Entries from a pointing dataset:
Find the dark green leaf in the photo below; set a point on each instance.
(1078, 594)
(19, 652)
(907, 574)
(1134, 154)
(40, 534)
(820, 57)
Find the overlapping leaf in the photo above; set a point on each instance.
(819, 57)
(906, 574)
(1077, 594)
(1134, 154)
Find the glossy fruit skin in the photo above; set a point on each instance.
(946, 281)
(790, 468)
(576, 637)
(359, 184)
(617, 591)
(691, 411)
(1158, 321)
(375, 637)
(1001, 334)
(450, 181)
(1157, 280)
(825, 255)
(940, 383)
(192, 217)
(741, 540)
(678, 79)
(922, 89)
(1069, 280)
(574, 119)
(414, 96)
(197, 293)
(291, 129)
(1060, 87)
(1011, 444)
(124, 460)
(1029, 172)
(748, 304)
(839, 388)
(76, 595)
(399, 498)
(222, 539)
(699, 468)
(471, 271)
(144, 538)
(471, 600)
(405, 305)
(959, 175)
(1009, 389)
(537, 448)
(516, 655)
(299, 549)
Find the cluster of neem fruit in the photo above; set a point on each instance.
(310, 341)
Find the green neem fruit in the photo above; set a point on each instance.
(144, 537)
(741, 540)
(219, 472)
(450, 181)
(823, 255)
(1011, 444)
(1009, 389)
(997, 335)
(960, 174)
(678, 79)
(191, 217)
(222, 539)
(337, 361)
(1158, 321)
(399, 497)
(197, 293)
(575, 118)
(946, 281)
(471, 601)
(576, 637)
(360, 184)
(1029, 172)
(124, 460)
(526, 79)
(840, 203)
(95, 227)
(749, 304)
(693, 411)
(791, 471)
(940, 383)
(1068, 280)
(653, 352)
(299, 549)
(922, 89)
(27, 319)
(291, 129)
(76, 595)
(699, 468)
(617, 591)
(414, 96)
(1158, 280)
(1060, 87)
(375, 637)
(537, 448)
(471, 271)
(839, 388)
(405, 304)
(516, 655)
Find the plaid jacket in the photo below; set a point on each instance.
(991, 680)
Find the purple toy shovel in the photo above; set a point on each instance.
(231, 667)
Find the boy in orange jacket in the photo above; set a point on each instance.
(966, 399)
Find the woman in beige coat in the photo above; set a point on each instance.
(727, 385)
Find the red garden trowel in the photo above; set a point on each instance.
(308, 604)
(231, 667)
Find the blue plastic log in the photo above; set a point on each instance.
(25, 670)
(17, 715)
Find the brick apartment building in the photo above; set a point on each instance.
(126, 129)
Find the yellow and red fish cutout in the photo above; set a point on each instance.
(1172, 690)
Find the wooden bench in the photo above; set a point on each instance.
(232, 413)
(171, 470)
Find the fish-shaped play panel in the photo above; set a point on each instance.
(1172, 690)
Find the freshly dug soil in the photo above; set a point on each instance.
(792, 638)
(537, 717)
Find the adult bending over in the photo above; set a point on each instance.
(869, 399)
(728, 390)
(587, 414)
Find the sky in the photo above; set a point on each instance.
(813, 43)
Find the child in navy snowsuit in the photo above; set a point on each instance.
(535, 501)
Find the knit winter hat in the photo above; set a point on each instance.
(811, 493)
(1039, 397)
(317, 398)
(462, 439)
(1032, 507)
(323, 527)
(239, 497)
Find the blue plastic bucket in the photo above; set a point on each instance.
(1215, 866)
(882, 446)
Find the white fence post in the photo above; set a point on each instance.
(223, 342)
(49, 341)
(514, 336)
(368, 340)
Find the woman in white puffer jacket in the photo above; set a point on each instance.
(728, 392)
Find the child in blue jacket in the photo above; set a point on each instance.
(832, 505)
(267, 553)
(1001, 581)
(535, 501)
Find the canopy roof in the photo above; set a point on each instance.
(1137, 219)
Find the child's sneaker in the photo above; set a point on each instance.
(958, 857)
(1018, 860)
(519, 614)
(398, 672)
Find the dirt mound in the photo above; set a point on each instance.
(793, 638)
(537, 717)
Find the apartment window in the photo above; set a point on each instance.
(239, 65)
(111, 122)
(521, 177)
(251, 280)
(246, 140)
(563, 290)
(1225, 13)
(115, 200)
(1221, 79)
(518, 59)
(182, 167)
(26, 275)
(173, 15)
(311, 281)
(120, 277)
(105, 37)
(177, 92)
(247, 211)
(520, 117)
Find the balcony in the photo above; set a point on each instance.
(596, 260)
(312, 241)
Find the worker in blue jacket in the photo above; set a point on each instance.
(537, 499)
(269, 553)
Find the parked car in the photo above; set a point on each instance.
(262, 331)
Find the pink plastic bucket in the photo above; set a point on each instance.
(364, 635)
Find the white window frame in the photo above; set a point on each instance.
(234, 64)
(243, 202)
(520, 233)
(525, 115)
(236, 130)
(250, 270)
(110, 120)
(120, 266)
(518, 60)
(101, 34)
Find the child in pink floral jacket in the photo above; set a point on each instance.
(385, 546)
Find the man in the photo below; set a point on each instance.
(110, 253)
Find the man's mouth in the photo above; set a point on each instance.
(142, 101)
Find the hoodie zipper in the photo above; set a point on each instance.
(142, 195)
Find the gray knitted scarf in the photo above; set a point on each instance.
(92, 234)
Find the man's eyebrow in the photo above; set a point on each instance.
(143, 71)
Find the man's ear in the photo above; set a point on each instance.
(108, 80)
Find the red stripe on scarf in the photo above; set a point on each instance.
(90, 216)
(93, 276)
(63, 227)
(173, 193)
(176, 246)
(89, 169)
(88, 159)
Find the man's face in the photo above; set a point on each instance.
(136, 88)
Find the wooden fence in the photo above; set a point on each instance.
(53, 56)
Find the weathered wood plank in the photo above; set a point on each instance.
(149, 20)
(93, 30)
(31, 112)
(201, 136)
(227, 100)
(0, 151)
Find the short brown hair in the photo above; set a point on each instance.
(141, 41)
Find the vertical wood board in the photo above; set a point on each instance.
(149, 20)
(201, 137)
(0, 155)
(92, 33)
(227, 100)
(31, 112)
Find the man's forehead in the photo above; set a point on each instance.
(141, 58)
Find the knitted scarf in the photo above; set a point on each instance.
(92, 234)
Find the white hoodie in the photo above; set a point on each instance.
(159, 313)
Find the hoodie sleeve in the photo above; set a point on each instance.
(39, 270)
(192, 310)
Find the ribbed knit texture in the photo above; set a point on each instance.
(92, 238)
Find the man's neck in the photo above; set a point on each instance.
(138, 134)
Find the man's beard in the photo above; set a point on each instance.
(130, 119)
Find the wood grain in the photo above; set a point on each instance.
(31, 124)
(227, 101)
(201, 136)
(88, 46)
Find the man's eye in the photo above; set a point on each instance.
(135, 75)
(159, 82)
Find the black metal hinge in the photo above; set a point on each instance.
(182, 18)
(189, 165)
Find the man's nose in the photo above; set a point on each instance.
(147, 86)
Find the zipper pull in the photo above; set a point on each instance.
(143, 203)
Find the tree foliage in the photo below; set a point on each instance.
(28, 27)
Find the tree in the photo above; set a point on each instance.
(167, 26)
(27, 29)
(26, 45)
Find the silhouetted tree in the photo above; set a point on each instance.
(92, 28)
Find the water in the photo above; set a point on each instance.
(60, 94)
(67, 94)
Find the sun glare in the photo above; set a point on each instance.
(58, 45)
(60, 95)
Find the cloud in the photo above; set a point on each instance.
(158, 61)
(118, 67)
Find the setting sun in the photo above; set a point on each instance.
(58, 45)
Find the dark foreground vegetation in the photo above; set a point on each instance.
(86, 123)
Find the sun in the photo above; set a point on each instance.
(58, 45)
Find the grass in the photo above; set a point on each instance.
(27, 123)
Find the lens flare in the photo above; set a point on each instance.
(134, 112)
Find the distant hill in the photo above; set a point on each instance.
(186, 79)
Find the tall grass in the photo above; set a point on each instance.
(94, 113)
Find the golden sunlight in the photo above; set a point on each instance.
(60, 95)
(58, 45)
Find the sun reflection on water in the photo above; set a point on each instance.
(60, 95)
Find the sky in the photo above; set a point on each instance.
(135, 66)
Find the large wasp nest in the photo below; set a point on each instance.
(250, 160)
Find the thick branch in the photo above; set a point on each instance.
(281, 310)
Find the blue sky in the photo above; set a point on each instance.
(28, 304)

→ **Work to be completed**
Repeat exactly the lines from the line containing "Find the setting" through the end of the listing above; both boundary lines are part of the output.

→ **Full output**
Find the setting sun in the photo above; set a point on each instance.
(58, 45)
Find the dark foreground vegetation in the photo above; set a point on each instance.
(86, 123)
Find the sun in the photo above; set a point on each instance.
(58, 45)
Find the grass in the photo above; set a point on each instance.
(27, 123)
Find the lens flare in the photo above; set a point on each instance.
(134, 112)
Find the distant hill in the photo above; set a point on each instance.
(186, 79)
Find the tall grass in the photo above; set a point on each instance.
(94, 113)
Find the golden sunlight in the photo above; set a point on each instance.
(60, 95)
(58, 45)
Find the sun reflection on water in the photo above; set a point on each instance.
(60, 95)
Find the sky in the photo above; set a point on each instance.
(135, 66)
Find the large wasp nest in the photo below; set a point on each instance.
(250, 160)
Find the thick branch in the photo above; set a point on each instance.
(281, 310)
Find the blue sky in the photo above; set a point on each instance.
(28, 304)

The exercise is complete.